━━━━━ EXTRAIT À LIRE ━━━━━
Crédit photo: DIALLO Dalla

Comme dans chaque pays, il y a des aspects négatifs. Ces aspects négatifs je n’ai pas voulu les mettre en avant car ce n’est pas ce que je retiens de mon séjour. Vivant en France, durant mon séjour j’avais cet automatisme de faire des comparaisons. Cependant, il était important pour moi de rester respectueuse, patiente et empathique face à certaines situations. Ce que je veux dire par empathique, c’est comprendre le comportement, point de vue des locaux qui diverge du nôtre dû aux différences de mentalité. Être empathique nous a permis de donner une explication aux malentendus que ma mère, mon grand frère et moi nous avons pu rencontrer durant notre séjour, dont notre déception en voyant l’état de notre maison lors de notre arrivée à Kayes.

Je peux rappeler que nos parents ont tendance à investir dans des terrains au pays pour y construire des maisons et souvent la plupart n’ont pas l’occasion d’y retourner pour y vivre ou pour des vacances, de même pour leurs descendances.  Quand le moment vient de passer ses vacances au bled, à l’arrivée on s’aperçoit que les travaux ne se sont pas passés comme prévus. Un conseil que je peux donner c’est n’envoyez jamais de l’argent pour la construction d’une maison si vous n’êtes pas sur place, soyez présent tout le long des travaux pour éviter d’être déçu et surtout de perdre votre argent !

Il faut également être très patient, car l’organisation dans le pays est différente de ce à quoi nous faisons fasse dans notre quotidien imparfait en France. Par exemple, une demande d’électricité dans un logement en France peut se faire assez rapidement lors d’un emménagement. Pour notre cas au Mali ça nous prend beaucoup de temps, 5 mois après la demande nous sommes toujours en attente, donc il faut s’y prendre très à l’avance.

Crédit photo: DIALLO Dalla, de retour en France, Bordeaux vue du ciel.
━━━━━
● CONSIGNE 1
Dans l'extrait sur le séjour au Mali, combien de temps après la demande d'électricité la famille attend-elle toujours ?
● CONSIGNE 2
Prolongez l'extrait sur le séjour au Mali à partir de sa dernière phrase.
La liste n'a aucun rapport avec l'extrait.
━━━━━ LES DONNÉES ━━━━━
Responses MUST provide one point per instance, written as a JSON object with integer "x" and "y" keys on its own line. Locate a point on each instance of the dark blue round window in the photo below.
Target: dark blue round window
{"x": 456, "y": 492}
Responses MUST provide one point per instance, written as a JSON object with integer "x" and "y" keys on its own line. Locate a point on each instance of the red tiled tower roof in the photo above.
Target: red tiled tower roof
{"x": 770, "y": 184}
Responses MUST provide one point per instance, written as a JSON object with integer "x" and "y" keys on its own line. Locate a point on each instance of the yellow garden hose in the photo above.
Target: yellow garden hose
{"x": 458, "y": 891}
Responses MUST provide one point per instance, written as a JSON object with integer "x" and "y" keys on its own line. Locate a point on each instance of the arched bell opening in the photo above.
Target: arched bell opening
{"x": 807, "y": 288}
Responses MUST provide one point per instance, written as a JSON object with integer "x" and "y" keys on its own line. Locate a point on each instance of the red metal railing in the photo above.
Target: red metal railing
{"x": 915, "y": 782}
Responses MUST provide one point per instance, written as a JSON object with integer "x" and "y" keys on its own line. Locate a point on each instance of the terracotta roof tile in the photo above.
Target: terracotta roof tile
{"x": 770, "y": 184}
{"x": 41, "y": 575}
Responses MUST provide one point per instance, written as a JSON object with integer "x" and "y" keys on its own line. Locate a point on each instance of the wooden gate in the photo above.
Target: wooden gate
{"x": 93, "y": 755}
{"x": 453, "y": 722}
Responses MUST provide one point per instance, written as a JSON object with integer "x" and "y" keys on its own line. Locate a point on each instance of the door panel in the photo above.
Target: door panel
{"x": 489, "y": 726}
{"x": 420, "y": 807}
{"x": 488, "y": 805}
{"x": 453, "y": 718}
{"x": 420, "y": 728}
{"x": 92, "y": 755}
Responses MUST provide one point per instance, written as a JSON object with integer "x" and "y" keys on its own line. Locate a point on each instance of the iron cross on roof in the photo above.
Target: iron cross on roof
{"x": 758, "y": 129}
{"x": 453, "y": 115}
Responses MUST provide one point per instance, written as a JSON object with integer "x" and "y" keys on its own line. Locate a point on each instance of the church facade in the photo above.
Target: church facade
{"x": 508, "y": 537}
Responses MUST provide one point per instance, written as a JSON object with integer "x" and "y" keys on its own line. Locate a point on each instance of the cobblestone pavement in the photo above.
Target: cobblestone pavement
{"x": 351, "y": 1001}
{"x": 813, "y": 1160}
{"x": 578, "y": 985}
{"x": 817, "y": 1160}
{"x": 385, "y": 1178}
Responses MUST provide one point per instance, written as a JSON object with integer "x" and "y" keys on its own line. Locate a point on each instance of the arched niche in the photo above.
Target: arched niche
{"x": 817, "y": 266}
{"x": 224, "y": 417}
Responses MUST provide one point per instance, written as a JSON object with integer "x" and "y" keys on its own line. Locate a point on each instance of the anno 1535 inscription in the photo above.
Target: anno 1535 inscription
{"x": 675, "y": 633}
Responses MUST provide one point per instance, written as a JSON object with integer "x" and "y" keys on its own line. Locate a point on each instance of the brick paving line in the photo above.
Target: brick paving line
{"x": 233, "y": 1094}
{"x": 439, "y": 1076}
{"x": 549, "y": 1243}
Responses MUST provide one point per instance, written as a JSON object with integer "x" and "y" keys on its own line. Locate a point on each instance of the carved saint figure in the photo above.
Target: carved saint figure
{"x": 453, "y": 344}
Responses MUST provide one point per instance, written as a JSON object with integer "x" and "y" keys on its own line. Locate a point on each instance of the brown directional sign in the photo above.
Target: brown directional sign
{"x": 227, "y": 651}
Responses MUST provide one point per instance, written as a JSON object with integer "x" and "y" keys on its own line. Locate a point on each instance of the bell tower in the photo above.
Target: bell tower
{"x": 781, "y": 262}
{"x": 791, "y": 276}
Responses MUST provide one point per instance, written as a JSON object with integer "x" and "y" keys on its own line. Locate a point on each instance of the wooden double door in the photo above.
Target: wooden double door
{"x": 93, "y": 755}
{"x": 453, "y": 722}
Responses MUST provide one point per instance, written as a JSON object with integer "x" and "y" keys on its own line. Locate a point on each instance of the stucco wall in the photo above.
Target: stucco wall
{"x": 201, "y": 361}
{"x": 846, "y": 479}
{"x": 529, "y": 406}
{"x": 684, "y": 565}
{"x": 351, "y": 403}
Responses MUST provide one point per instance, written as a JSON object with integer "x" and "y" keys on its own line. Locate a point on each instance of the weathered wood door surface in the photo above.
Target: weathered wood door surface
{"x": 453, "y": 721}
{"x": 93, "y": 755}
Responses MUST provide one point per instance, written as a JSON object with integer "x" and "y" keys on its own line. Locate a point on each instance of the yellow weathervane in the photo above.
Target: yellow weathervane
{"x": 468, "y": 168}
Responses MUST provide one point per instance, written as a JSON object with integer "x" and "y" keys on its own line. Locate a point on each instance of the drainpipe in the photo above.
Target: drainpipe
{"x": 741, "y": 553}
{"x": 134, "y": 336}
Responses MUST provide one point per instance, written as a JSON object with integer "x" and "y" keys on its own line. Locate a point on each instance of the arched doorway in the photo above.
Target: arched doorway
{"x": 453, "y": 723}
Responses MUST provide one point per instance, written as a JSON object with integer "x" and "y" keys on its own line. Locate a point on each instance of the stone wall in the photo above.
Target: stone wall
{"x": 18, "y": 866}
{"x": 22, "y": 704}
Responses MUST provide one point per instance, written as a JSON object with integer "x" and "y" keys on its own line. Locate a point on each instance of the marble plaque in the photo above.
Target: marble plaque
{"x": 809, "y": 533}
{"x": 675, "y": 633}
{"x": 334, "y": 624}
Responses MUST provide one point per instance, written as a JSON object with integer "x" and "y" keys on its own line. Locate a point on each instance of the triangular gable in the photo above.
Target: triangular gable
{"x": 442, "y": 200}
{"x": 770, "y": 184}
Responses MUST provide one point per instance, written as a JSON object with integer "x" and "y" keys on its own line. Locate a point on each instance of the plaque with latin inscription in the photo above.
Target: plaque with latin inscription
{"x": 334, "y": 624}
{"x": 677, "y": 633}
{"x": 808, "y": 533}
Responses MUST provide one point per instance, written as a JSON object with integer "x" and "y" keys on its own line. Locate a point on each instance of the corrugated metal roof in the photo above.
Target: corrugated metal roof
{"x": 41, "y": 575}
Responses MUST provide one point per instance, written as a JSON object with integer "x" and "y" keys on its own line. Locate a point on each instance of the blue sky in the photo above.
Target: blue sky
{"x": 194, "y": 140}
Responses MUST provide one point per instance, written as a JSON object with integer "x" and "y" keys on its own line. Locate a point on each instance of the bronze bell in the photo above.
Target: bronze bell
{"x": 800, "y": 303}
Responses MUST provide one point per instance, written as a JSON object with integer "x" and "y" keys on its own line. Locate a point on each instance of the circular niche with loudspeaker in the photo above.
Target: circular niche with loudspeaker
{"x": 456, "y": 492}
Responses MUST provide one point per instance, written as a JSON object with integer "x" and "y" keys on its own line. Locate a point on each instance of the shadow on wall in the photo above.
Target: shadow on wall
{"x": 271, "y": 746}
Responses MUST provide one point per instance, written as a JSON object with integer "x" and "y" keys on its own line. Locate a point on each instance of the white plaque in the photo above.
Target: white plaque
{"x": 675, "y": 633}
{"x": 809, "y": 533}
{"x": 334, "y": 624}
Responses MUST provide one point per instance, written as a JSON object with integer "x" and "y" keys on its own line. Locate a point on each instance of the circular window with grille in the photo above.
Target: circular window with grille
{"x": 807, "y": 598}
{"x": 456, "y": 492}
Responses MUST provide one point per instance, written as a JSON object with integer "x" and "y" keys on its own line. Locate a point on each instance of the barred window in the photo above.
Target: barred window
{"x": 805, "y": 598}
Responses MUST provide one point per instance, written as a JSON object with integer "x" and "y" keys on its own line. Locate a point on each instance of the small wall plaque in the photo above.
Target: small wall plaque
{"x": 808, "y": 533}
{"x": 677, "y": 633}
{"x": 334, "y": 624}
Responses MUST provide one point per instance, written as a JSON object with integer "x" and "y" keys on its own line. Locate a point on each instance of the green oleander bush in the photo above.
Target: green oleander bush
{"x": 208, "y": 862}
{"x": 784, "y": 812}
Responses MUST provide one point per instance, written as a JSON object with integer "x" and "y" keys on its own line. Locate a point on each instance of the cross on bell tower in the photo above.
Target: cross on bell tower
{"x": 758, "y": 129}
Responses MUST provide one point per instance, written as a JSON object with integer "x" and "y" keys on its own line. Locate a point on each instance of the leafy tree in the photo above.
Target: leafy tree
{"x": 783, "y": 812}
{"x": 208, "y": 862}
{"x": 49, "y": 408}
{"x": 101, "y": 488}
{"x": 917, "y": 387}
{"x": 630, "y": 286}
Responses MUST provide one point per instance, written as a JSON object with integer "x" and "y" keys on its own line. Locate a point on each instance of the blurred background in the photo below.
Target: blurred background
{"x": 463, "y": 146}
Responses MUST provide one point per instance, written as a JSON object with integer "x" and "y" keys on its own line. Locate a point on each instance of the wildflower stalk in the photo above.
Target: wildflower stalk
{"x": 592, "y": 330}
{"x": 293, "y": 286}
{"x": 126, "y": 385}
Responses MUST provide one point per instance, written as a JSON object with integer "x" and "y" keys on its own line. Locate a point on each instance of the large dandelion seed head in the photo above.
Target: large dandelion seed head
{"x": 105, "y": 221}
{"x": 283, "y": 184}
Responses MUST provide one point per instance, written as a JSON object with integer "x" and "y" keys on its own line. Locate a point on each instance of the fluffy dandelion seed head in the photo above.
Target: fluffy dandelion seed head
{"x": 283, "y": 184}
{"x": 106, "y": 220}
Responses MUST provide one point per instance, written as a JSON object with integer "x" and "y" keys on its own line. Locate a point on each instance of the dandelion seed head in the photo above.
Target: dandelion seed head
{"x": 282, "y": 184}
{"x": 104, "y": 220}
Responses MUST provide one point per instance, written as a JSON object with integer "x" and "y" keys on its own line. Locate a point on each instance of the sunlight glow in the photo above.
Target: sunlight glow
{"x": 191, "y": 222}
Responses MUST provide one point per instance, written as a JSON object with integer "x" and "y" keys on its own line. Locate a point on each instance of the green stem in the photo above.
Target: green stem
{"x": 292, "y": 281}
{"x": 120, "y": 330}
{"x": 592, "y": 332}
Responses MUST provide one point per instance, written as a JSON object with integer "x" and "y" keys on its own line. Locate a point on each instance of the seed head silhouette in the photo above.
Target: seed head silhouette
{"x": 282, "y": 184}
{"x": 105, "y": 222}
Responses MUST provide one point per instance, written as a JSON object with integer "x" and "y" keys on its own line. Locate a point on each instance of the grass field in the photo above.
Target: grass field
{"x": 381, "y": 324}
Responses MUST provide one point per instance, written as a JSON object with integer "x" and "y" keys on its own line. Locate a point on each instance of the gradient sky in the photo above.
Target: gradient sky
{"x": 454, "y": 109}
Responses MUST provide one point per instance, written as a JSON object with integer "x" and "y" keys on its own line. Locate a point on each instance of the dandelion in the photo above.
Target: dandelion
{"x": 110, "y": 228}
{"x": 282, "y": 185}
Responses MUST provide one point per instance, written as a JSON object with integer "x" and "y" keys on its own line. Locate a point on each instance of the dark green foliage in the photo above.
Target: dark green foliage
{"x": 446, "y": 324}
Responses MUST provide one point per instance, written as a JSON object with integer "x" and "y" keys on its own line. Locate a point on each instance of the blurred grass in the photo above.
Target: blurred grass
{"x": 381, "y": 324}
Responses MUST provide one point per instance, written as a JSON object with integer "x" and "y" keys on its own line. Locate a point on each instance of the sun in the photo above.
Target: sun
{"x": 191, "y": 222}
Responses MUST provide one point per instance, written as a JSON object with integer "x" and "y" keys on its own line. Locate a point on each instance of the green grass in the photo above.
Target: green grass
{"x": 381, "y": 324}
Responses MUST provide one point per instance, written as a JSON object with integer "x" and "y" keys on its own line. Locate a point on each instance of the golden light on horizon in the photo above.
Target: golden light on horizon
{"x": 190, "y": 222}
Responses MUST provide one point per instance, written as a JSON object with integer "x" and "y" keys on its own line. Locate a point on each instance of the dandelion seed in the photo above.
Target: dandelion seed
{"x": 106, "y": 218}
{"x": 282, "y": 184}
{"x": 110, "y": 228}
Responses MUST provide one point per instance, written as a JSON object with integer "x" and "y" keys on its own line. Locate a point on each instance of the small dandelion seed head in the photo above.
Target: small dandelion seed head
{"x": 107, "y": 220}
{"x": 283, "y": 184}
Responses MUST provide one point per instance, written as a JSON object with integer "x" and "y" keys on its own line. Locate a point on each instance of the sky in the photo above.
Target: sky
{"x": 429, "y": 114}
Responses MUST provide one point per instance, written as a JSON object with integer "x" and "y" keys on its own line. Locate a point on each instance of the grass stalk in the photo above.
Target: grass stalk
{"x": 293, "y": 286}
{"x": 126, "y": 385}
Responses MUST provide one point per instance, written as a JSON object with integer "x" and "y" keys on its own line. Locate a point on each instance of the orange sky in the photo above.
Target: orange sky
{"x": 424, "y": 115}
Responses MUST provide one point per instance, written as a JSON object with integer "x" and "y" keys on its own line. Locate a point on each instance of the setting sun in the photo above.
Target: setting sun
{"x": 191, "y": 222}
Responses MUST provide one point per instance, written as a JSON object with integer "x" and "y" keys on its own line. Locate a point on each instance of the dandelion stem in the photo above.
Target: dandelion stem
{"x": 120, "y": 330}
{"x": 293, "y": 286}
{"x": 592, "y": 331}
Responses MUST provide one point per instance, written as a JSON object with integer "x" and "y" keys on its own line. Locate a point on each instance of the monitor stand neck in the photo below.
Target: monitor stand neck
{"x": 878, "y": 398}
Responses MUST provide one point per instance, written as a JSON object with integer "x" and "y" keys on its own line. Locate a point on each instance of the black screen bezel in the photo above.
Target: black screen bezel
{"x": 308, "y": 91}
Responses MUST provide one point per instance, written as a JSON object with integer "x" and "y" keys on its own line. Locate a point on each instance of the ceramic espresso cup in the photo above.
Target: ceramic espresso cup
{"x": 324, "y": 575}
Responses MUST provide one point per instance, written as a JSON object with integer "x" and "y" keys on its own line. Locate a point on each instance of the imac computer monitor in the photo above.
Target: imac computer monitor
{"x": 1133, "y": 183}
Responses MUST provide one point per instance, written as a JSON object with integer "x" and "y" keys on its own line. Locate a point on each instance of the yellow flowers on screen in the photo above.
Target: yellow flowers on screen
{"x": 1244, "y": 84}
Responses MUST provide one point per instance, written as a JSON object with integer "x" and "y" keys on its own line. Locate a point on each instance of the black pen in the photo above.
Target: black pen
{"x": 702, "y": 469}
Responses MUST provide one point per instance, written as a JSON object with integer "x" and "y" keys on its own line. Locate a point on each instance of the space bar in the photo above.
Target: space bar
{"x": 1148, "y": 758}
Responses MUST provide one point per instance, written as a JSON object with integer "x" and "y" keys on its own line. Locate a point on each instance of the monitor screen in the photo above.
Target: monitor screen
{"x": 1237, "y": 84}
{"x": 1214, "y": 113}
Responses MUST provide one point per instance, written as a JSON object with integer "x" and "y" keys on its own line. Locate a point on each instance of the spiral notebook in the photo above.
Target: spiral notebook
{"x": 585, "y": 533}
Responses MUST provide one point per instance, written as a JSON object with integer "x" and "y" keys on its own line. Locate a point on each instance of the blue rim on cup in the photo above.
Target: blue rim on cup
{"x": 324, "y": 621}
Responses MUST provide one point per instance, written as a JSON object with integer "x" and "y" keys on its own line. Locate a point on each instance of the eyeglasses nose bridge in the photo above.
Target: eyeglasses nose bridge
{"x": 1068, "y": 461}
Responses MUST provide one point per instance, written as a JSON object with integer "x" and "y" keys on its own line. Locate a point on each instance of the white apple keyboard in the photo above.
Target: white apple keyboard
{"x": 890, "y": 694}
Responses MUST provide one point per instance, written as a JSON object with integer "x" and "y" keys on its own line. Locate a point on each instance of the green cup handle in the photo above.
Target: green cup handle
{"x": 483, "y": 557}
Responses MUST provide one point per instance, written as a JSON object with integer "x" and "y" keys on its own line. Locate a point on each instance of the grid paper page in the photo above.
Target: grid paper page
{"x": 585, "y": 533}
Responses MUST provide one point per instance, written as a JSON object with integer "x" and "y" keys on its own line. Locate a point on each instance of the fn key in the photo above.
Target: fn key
━━━━━
● ZONE DE RÉPONSE 1
Cinq mois après la demande, elle est toujours en attente.

● ZONE DE RÉPONSE 2
Une autre grande leçon que j’ai apprise c’est que dans un sens nous les enfants d’immigrés nous avons de la chance d’être nés en France, d’avoir pu étudier « gratuitement », de pouvoir se soigner assez facilement à moindre coût, de pouvoir bien gagner sa vie lorsque la motivation y est. De pouvoir s’autoriser à rêver entre les passions, la découverte d’autres horizons. Parce que, le niveau de vie d’une grande partie de la population au Mali ne leur permet pas de vivre correctement. Cet inconfort est dû à l’instabilité politique et économique du pays qui évoluera dans le bon sens c’est évident, mais pour le moment beaucoup souffrent. Je comprends leur choix de vouloir partir pour espérer augmenter leur niveau de vie. Car après une discussion avec un jeune malien, il m’a fait comprendre que ce qui le motive à vouloir quitter le pays c’est uniquement le salaire très bas autour des 130€ qu’il touche en travaillant 6 jours sur 7 dans un restaurant. Selon moi on devrait remplacer le mot « bledard » par courageux, ou tout simplement ne plus l’utiliser pour parler des locaux de nos pays d’origine respectifs. Il est vrai que lorsque j’entends ce mot, et je ne suis pas la seule à le dire, mes pensées envers la personne sont péjoratives. Mais il ne faut pas oublier que nos parents le sont aussi des « blédards ».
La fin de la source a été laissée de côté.